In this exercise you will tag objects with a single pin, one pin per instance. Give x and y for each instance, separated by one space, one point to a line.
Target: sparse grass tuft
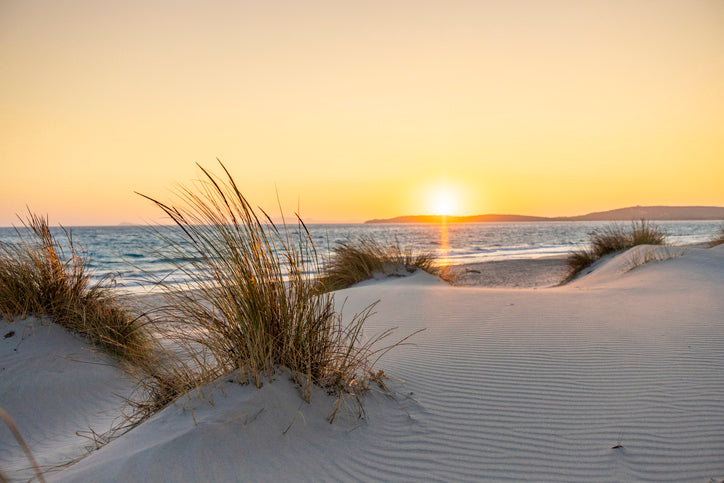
38 277
352 262
612 239
252 303
718 238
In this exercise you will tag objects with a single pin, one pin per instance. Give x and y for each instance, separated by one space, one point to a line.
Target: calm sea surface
131 254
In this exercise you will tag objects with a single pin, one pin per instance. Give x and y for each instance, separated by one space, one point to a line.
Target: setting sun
444 201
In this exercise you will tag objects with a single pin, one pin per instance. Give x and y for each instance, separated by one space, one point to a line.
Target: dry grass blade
354 261
42 276
19 438
612 239
251 302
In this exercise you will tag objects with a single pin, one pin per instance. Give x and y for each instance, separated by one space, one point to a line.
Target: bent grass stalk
612 239
38 276
354 261
251 302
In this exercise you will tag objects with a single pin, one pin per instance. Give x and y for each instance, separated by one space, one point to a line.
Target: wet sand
525 273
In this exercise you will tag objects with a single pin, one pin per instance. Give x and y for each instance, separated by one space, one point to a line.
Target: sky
352 110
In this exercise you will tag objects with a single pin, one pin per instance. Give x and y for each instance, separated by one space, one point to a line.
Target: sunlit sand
615 377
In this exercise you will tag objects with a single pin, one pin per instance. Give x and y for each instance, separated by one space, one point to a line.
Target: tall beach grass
41 275
611 239
354 261
252 302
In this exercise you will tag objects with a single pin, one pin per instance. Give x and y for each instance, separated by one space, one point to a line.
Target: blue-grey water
130 254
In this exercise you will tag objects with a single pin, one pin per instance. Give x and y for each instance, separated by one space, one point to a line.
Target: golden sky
366 109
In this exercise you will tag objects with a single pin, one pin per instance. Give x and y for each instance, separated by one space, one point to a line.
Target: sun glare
444 201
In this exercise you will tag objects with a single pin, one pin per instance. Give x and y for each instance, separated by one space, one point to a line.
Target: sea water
132 256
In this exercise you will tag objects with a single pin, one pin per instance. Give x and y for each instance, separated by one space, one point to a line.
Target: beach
617 376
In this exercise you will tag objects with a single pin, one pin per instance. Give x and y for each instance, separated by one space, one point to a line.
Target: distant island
622 214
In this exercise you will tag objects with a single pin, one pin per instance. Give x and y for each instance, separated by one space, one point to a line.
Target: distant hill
663 213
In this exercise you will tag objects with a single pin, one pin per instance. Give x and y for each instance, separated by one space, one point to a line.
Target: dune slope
503 385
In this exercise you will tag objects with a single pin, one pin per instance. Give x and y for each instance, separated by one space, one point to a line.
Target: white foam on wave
502 385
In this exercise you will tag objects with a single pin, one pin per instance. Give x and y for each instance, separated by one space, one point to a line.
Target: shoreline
516 273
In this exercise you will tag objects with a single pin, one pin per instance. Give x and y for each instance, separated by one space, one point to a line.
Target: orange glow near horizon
360 110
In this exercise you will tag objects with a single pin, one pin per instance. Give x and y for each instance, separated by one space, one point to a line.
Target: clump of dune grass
251 303
40 275
718 237
354 261
612 239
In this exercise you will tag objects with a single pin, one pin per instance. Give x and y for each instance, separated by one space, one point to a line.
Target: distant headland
621 214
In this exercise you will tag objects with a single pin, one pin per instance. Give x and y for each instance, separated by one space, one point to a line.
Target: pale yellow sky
359 110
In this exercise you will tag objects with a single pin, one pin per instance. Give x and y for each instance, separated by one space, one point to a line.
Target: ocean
130 254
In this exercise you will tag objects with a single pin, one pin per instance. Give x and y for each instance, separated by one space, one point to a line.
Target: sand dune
503 384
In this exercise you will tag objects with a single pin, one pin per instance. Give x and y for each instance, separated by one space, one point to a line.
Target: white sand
504 384
54 385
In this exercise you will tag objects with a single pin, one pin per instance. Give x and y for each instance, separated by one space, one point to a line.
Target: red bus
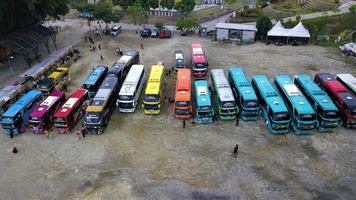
199 62
183 104
343 98
41 116
71 111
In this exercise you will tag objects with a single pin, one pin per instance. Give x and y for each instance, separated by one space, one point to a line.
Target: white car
115 30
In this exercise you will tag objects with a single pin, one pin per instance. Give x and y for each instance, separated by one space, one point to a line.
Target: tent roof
298 31
278 30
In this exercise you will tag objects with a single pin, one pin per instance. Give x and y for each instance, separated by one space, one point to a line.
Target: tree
167 4
186 24
263 25
137 13
24 13
185 7
103 11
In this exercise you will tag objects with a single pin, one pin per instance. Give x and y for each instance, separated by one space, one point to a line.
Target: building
239 33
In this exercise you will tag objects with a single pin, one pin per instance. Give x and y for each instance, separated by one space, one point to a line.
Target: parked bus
303 116
130 91
223 95
199 62
348 80
204 107
244 94
99 111
342 97
71 111
183 104
57 80
94 80
152 97
41 116
327 113
123 65
178 60
15 119
274 111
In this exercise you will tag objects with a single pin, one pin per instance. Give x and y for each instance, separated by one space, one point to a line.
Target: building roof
235 26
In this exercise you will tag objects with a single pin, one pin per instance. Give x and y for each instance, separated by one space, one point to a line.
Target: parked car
146 32
165 33
115 30
154 33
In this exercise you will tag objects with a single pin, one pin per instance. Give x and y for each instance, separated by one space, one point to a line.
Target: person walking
235 152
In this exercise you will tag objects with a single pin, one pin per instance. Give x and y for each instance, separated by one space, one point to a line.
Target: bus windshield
93 117
151 98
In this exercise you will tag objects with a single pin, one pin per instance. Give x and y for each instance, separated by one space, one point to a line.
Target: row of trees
16 14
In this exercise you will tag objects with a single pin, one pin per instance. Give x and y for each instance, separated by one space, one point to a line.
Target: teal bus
244 94
223 95
274 110
327 113
302 113
204 110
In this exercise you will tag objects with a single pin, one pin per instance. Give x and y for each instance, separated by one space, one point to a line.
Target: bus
41 116
152 97
244 94
348 80
71 111
274 111
303 117
57 80
98 113
123 65
204 106
223 95
94 80
130 91
199 62
327 113
15 120
183 104
342 97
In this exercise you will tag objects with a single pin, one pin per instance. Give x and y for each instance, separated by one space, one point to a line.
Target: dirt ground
153 157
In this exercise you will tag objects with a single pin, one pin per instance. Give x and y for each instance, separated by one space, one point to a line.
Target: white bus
131 89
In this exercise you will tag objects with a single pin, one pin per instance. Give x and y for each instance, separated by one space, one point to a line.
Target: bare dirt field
153 157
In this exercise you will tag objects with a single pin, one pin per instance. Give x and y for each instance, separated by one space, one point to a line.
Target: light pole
8 60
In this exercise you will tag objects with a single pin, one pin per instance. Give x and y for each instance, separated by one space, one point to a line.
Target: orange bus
183 104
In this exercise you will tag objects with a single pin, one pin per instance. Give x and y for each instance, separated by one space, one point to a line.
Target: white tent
298 31
278 30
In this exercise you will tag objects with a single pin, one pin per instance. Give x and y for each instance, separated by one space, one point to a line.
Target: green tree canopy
22 13
185 7
263 25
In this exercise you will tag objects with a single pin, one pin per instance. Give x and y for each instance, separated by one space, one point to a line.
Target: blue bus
328 115
204 108
244 94
302 113
94 80
274 110
15 119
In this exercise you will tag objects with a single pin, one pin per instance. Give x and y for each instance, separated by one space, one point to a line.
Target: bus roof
95 74
183 85
222 85
21 103
269 93
319 95
294 95
202 93
47 104
242 84
131 80
71 102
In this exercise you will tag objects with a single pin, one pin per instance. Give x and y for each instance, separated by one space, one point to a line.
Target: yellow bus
152 97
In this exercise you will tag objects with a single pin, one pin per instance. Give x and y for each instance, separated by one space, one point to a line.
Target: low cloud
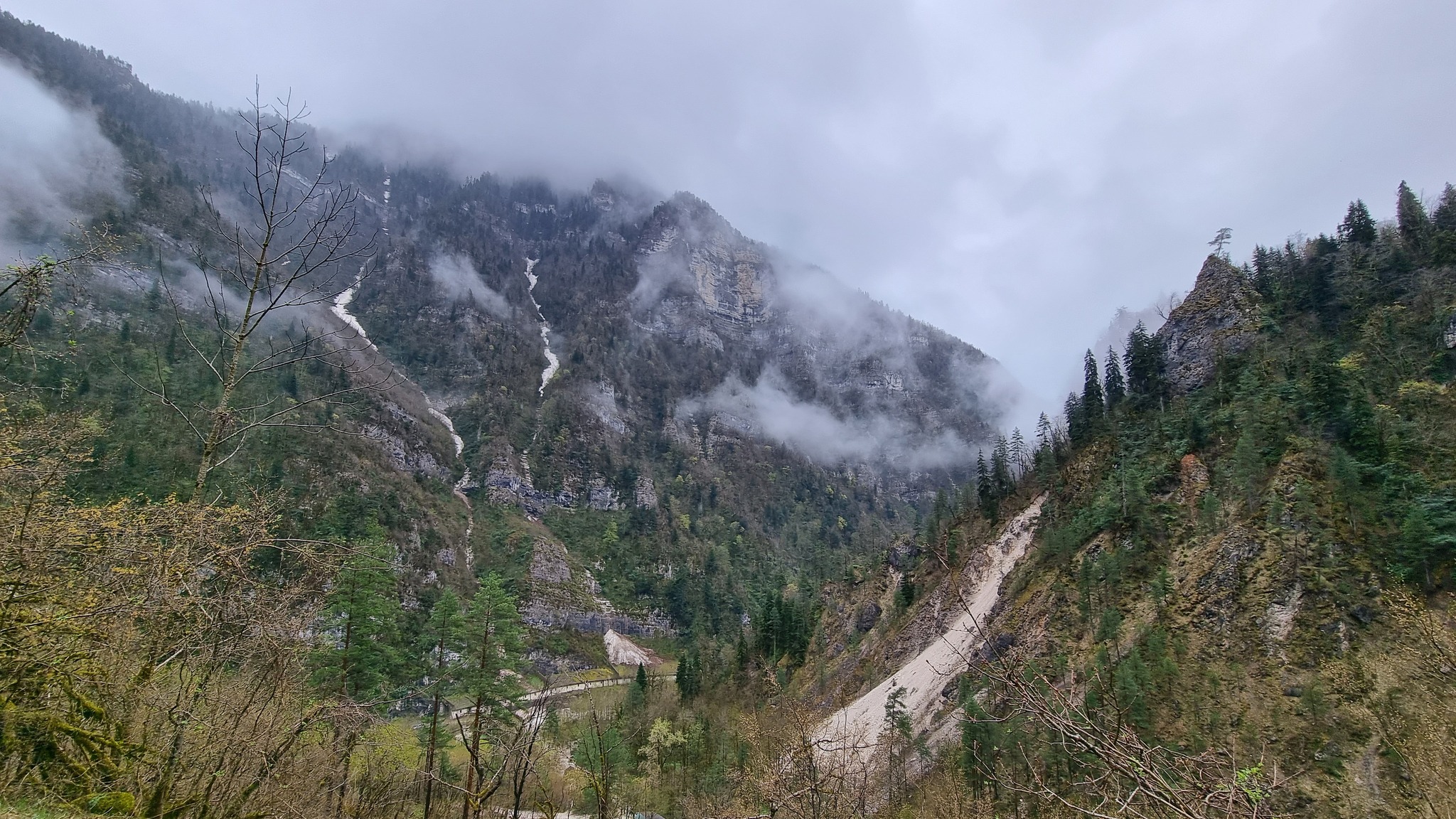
459 280
54 161
768 410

◆ ◆ ◆

Print the entries above exactly, taking out only the pictures.

In this exercise you will tag objects with a single pin, one pin per instance. Give x and y for each instance, separated by one space, one point to a line.
Target: sparse grass tuft
38 277
352 262
612 239
252 303
718 238
In this exercise you will tag objects with a single pin, one pin per instance. Give x and y for each instance, separated by one space, one point to a line.
Target: calm sea surface
131 254
In this exercise you will tag objects with a single pin, one pin per instance. Give x and y for each instance, separated by one space, one point to a line.
Target: setting sun
444 201
In this exercise you will tag objects with a single pin, one pin per instance. Give x and y for each instance, separated by one space, one point to a line.
Target: dry grass blade
354 261
42 276
19 438
612 239
251 302
In this exercise you will tag objects with a single pin, one pin per instance. Give x and y for each instance, separated by one space, one point to a line.
Target: bent grass stalk
612 239
38 276
354 261
251 302
In this exercise you will tag objects with a single pin, one pin per instance. Give x and y for each instance, separated by one space, one point to a line.
Target: wet sand
525 273
In this exercise you will tag objects with a single pin, one pin per instance. Give x and y for each instance, separated by one space, one point to a line.
Target: sky
352 110
In this exercise you will tag objects with a single pin, one pin per instance. Give x and y for each instance, separated by one space, one point to a line.
Target: sunlit sand
615 377
In this exercise you will tag objects with a single pin, one pin per instance. Give x and y for each instance, separated by one space, one point to a line.
Target: tall beach grass
41 275
611 239
354 261
252 302
In this exercise you will tag objects with a single pin, one pin per instance. Give x and y for each instance, separated by one space, one point to a line.
Target: blue-grey water
130 254
In this exercise you will tag objects with a single pin, one pin per instance. Give x and y for each instance, separated by one space, one point to a line.
Target: golden sky
366 109
In this exercise you will tag objects with a single pin, one pin per instance. Give x and y for each instance, separated by one space, one point to a line.
Target: sun glare
444 201
In this exercise you will tag objects with a single pin, one pin per instance. Give x and y for each instance, separated by one space, one point to a line.
Target: sea water
132 256
In this exercise you will tag objects with a single pin, one pin per instance. Give x and y for each instance, separated by one space, one point to a line.
Target: beach
617 376
In this exercise you will tag objects with a single pin, one pin per instance. Give x and y for each instance, separated by one space, one point to a line.
Target: distant island
622 214
In this exercise you will tag objects with a single pin, one pin per instance. Give x and y for each instance, separated by one space, one point to a line.
Target: distant hill
663 213
In this exercise you will tag objects with a single pin, one pin per instance. Give x and y for each instance, separated by one space, one point to a line.
Target: dune slope
503 385
In this exercise you will tag objects with a single pin, one pin per instance. Give x and y for each instance, separated by one space, one point to a line.
Target: white foam on wave
502 385
In this exercise you will tag objects with a single pin, one pin per instance. Give x and y for each instance, separated by one space, one point to a line.
Target: shoreline
516 273
In this exercise you will tag objects with a single pin, one pin per instance. Give x and y for each instance, separated by one space, one point to a line.
Target: orange glow near horizon
360 110
In this exercise you will tag objects with a single pin, one pin per instance. Give x and y for each instance, separated by one space, one point to a line.
Target: clump of dune grass
251 303
40 275
718 237
354 261
612 239
In this exercise you will tag objects with a single pin, one pin per instance. Give x and y for each instance, separated by one space, one point to a line.
Target: distant headland
621 214
In this exercise you will tag objects with a single pin, one pin per instance. Give x and y for each instance, separated by one space, one point to a line.
Target: pale yellow sky
359 110
In this exercise you will tag objects with a single pin, one pin per instance. Give x and y for each instance, separated by one space, one point to a line.
Target: ocean
130 254
In this exercise you will tag objects with a single pin, one pin per instance. Give x and y for each instance, separated by one space, one point to a line.
Target: sand dune
503 384
In this exercise you will tag objects with a single pin, one pin per instance. Give x and y for each instance, separated by one space, one point to a line.
Target: white sand
504 384
54 385
In this exercise you will tag objects with a single pin, one pin per instance. Give x and y for each instance, separated by one space, one point to a line.
Target: red bus
199 62
183 104
343 98
41 116
71 111
In this exercise you will tag objects with a single pin, one pin per instance. Give x and y for each instance, separated by one space, one point to a line.
Target: white car
115 30
In this exercise you will tag objects with a single pin, one pin per instance. Give x and y for each instance, separated by one space, one point to a line.
Target: tent roof
298 31
278 30
In this exercise you will tag objects with a single pin, one pin per instance. Give x and y for each instance, separated by one space, one point to a line.
Target: tree
167 4
186 24
263 25
137 13
24 13
185 7
103 11
In this exercise you will tag objects with a single pin, one pin per instance. Give x and y for each instance, separated by one space, one point to a line.
Target: building
239 33
In this exercise you will tag objects with a single pin, one pin per instance. Give x and y for each instance, separated by one space, one point to a line.
Target: parked bus
303 116
130 91
223 95
199 62
348 80
204 107
244 94
99 111
342 97
71 111
183 104
57 80
94 80
152 97
41 116
327 113
123 65
178 60
15 119
274 111
In this exercise you will tag objects with a single pin, one pin per instance. Give x and y for each instance, separated by one space, one point to a line.
Target: building roof
235 26
In this exercise you will tag objects with a single pin, one pin per instance. Give x and y for each instance, separated by one space, one point to a line.
Target: parked car
146 32
165 33
115 30
154 33
In this exercise you will tag objects with a single pin, one pin per instance. Give x and y for each instance, separated by one space, one point to a line.
Target: person walking
235 152
In this exercise you will tag objects with a single pin, one pin per instance. Give x and y for each instance, separated by one space, one point to a line.
Target: bus windshield
93 117
151 98
In this exercise you will tag objects with a single pin, one pin per instance. Give x and y for each instance, separated by one space, one point to a line.
Target: row of trees
16 14
In this exercise you will tag objects with a single pin, one pin per instance. Give x and y for each instance, separated by one space, one point to a line.
Target: teal bus
244 94
223 95
274 110
327 113
302 113
204 110
In this exercise you will tag objects with a single pin, one pin per instance. Give x and y for each instance, separated by one space, one point to a line.
Target: bus
41 116
152 97
244 94
348 80
71 111
274 111
303 117
57 80
98 113
123 65
204 106
223 95
94 80
130 91
199 62
327 113
15 120
183 104
342 97
In this exercise you will tag objects with a single pin, one pin per instance. Give x and y for each instance, separated by one space, one point to a line.
Target: dirt ground
153 157
In this exercise you will tag objects with a single pin, one pin per instance. Give x and y for each instance, separated by one space, one point to a line.
Target: white bus
131 89
In this exercise you will tag objects with a single pin, one pin per instance. Give x and y for each instance, separated by one space, one point to a line.
Target: bare dirt field
153 157
In this exercise you will tag objects with a single pin, one pin per instance. Give x and y for each instance, separated by one space, one point to a line.
Target: light pole
8 60
In this exercise you will tag objects with a single pin, one pin per instance. Give x and y for each instance, separated by one space, one point to a line.
Target: orange bus
183 104
In this exercise you will tag objects with a single pin, one pin per instance. Give x and y for each instance, separated by one space, one point to a line.
Target: white tent
298 31
278 30
In this exercise you will tag objects with a single pin, one pin per instance. Give x and y for each instance, separated by one space, one point to a line.
Target: green tree canopy
22 13
185 7
263 25
In this exercise you will tag objects with a single pin, one pin per instance. Give x and y for each instance, separated by one space, one point to a line.
Target: blue bus
328 115
204 108
244 94
302 113
94 80
274 110
15 119
In this exercise you will tag objects with a single pin, one pin per instance. Give x and y for each instance, separated by one space, one point to a line.
Target: bus roof
95 74
183 85
222 85
21 103
269 93
319 95
294 95
202 93
47 104
242 84
131 80
71 102
In this exercise you will tag objects with a single pin, one pin per instance. Give x and y for each instance, separated by one space, one point to a line.
Target: yellow bus
152 97
In this exercise you will tag objects with a single pin, one pin per instance. Give x and y for each instance, separated by one space, one point to a line.
Target: low cloud
459 280
54 161
768 410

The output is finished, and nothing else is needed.